## Directive
Everything from the line that contains "Identify a point for each instance of the city" through the final line of the records below should be quoted exactly, except the pictures.

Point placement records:
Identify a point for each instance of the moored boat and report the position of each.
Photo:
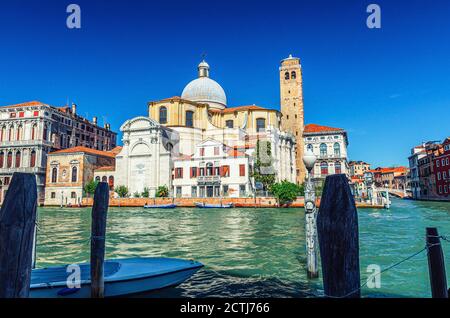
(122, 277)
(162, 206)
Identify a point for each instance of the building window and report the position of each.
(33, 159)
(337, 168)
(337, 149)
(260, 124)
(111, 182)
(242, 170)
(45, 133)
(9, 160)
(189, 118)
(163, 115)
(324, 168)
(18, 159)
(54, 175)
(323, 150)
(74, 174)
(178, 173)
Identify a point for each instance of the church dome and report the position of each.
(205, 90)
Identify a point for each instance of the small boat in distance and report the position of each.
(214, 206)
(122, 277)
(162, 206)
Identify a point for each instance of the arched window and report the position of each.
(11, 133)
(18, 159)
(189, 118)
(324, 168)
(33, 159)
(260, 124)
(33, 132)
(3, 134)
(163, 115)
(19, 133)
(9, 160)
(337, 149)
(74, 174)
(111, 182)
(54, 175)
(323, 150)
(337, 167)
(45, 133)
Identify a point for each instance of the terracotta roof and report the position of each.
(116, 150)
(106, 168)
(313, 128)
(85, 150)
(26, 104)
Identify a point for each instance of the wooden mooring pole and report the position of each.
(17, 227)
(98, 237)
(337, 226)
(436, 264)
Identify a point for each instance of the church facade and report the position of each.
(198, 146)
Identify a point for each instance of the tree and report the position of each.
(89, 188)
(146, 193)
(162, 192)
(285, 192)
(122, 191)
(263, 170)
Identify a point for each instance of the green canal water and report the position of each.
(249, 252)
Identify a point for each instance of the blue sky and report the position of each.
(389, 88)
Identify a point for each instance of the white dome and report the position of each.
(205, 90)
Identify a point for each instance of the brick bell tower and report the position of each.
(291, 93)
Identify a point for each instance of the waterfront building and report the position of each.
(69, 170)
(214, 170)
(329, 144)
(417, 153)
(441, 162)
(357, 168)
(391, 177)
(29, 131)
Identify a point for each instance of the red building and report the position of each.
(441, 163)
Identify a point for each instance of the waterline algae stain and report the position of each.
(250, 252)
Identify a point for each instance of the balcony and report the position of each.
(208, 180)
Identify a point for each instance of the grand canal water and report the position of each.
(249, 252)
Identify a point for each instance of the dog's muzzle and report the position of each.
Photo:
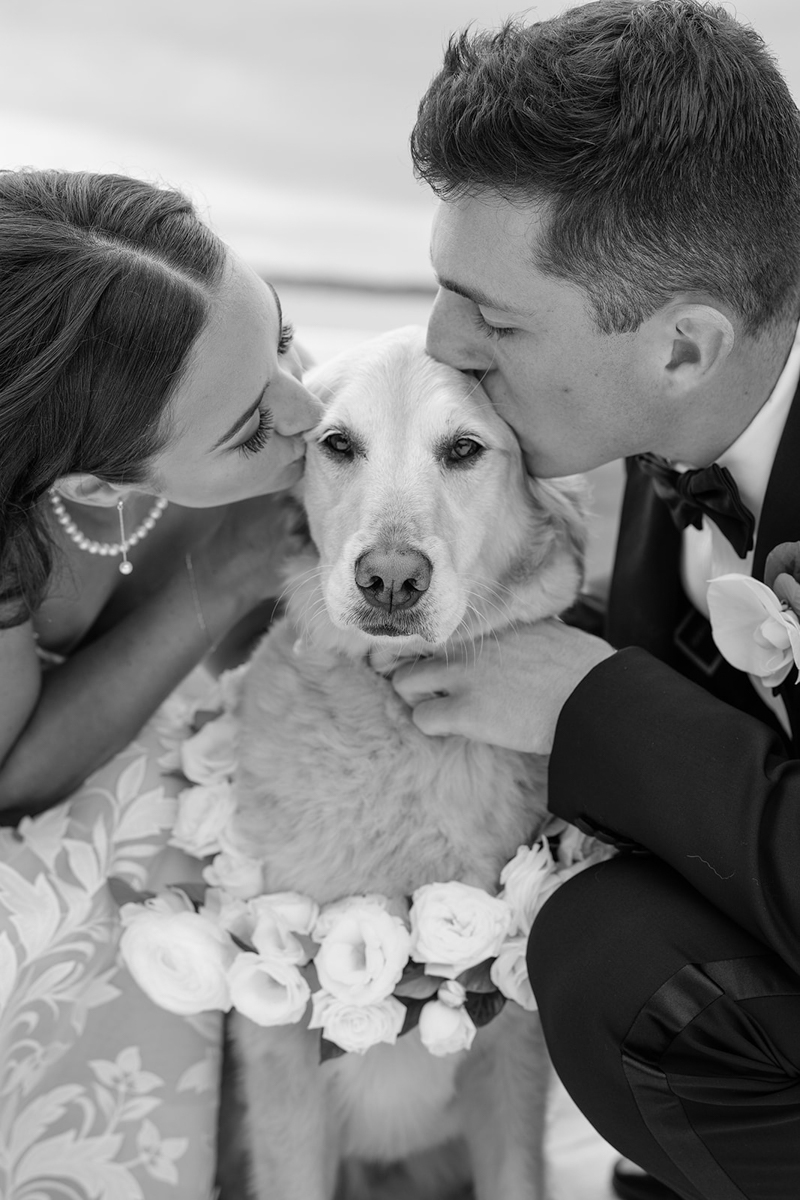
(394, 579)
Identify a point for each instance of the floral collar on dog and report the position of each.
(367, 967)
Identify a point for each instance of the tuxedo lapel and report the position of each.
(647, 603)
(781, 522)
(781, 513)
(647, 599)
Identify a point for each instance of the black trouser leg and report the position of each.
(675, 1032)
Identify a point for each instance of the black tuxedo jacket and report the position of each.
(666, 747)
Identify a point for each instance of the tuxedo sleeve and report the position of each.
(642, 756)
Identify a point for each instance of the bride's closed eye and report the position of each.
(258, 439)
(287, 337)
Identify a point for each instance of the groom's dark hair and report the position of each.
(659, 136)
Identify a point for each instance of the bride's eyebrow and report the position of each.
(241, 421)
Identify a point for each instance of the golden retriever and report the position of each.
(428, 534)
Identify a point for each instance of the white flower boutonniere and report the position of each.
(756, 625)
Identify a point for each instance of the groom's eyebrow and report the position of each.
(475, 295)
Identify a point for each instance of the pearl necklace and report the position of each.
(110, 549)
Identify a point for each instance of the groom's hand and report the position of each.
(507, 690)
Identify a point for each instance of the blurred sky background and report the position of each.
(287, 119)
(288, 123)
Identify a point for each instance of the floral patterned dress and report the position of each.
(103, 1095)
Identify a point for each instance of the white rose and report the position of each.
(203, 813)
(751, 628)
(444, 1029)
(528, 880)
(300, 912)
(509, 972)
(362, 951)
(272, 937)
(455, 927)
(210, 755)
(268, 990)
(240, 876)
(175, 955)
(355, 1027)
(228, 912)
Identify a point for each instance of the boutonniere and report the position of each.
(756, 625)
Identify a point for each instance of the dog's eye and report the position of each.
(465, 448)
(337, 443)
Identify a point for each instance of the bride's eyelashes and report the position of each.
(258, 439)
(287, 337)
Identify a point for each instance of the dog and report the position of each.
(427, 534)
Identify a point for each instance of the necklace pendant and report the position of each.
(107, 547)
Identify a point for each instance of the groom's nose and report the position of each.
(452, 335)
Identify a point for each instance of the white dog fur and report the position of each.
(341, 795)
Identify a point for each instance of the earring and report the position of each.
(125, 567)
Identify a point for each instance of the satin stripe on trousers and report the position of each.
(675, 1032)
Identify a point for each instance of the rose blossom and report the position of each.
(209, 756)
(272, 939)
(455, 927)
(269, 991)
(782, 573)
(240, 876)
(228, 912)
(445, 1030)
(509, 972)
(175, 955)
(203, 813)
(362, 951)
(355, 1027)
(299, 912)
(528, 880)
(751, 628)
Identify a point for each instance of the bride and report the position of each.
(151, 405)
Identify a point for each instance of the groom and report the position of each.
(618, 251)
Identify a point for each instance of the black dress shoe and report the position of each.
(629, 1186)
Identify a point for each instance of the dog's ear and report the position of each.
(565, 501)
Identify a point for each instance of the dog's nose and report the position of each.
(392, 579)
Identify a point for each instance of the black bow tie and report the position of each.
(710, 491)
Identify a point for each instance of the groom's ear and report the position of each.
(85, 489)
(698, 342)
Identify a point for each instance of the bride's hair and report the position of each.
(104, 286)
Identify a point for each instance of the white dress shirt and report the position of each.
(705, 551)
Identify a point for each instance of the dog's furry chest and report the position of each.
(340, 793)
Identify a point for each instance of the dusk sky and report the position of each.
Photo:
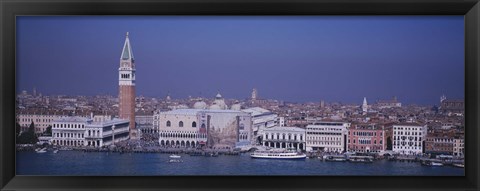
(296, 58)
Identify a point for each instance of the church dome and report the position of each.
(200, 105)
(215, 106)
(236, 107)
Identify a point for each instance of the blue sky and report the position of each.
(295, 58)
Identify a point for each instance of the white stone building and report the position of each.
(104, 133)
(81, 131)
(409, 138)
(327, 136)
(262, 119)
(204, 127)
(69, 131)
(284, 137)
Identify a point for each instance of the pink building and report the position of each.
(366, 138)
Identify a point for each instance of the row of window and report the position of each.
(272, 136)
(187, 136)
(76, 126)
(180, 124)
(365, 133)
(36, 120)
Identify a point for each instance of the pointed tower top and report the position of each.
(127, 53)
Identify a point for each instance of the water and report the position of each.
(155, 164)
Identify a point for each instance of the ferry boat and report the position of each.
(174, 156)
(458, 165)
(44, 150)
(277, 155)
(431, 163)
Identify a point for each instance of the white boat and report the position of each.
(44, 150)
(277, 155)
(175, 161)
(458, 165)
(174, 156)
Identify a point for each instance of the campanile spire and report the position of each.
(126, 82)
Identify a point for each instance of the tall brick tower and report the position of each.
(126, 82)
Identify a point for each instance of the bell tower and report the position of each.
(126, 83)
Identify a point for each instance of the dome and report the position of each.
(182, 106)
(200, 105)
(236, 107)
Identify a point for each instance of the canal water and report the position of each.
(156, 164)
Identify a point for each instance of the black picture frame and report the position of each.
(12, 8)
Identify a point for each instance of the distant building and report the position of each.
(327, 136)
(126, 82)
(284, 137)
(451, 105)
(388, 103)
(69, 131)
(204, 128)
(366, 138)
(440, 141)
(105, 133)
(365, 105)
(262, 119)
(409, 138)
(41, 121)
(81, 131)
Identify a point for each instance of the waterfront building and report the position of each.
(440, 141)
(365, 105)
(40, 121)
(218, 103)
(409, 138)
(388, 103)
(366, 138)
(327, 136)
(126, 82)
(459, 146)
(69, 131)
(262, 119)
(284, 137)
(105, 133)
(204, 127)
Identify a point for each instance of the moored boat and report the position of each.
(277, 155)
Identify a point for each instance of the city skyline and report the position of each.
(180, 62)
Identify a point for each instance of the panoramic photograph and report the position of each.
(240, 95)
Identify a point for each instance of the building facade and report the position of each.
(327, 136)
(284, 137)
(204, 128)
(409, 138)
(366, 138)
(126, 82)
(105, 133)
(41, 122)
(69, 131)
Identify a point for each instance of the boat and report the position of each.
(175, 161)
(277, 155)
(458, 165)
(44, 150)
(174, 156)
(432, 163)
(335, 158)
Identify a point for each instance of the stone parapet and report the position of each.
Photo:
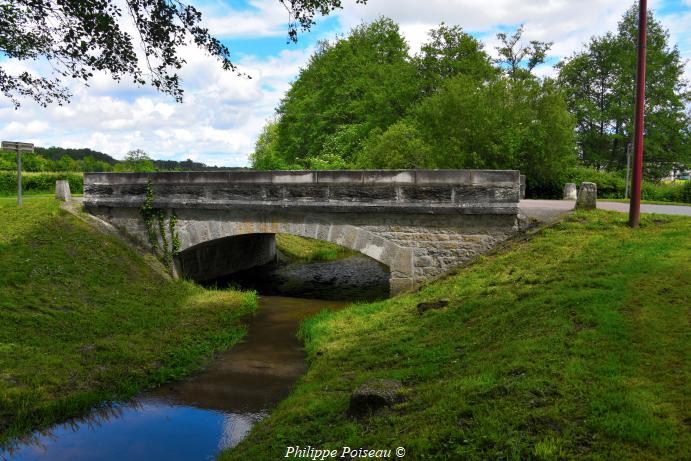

## Answer to the exercise
Identify a point for each instance of the city skyline and report the position of each.
(180, 62)
Identify a point for each instance of the panoramic photograph and report the position of each.
(240, 95)
Identify a point for each instance of the building facade and report the position of each.
(327, 136)
(284, 137)
(204, 128)
(409, 138)
(366, 138)
(126, 82)
(105, 133)
(41, 122)
(69, 131)
Identify a point for each instance of the boat and report the position of each.
(175, 161)
(277, 155)
(458, 165)
(44, 150)
(174, 156)
(432, 163)
(335, 158)
Identify a point for each instance of the stone parapet and report the position of each.
Photo:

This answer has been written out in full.